• **Aim**:
Rescale everything from the entry containing "Find the blue jacket;" down to the end of the entries by writing those lines out again, requests included, with each point coordinate in the answers multiplied by 2.25 and rounded to a whole number, halves rounded up.
┌────────
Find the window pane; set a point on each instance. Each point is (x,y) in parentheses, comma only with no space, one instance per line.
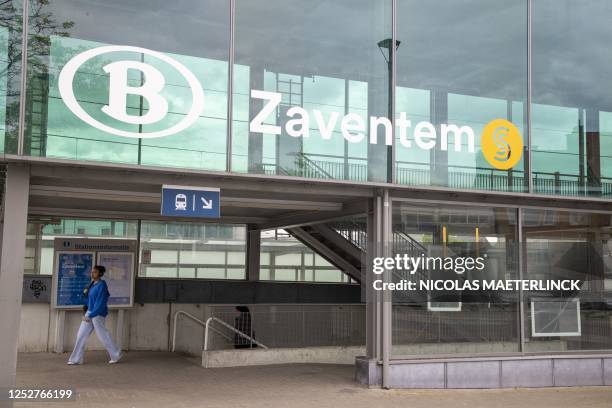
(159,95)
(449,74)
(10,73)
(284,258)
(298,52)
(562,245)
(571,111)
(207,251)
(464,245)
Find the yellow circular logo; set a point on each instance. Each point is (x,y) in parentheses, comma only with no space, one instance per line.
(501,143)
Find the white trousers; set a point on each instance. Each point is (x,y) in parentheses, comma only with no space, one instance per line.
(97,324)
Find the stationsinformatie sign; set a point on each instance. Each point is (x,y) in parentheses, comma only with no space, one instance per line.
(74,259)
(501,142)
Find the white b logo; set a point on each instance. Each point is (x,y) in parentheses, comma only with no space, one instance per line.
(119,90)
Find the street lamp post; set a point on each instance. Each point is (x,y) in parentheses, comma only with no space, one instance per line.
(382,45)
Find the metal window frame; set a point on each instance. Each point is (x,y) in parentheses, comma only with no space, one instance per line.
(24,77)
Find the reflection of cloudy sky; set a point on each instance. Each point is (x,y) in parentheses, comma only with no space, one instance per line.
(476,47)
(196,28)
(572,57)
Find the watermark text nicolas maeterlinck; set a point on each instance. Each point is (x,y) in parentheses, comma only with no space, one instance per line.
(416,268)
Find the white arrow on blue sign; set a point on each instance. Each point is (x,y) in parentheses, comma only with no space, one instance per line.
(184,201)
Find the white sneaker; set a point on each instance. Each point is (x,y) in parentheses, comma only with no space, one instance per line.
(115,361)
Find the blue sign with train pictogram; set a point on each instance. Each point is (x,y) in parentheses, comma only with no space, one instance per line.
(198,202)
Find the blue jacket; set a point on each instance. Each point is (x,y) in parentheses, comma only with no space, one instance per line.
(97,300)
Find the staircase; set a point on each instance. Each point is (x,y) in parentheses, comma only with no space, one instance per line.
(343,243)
└────────
• **Full output**:
Find the blue jacket; set a point on each instance. Each point is (x,y) in parentheses, comma only with no space, one instance per line.
(218,675)
Find the staircase; set a point on each instance. Each point is (x,y) in parentheses, comma only with no space, one instance per line.
(772,547)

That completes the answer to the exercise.